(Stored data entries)
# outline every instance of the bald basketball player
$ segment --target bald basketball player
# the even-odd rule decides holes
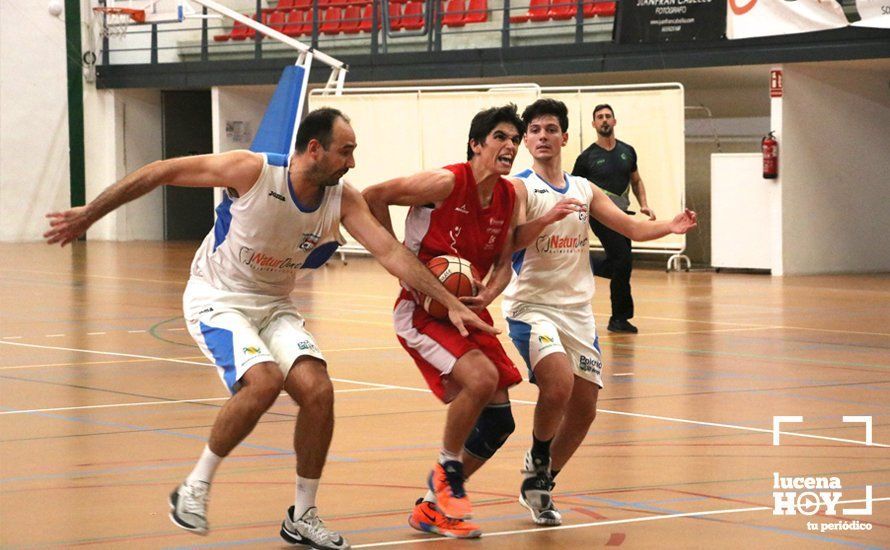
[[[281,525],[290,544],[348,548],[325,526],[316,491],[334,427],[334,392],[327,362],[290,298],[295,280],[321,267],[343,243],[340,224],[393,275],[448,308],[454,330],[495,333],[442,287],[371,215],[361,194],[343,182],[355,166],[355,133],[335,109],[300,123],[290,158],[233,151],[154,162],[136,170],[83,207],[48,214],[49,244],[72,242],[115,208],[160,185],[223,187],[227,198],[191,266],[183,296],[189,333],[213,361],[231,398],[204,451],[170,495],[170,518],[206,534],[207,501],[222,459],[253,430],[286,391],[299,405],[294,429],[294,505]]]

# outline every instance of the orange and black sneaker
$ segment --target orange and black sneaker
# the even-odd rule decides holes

**WHAT IS EXPECTED:**
Every line above with the string "bald" in it needs to be copied.

**THE COMPLETED TASK:**
# outline every instance of the bald basketball player
$ segment --target bald basketball player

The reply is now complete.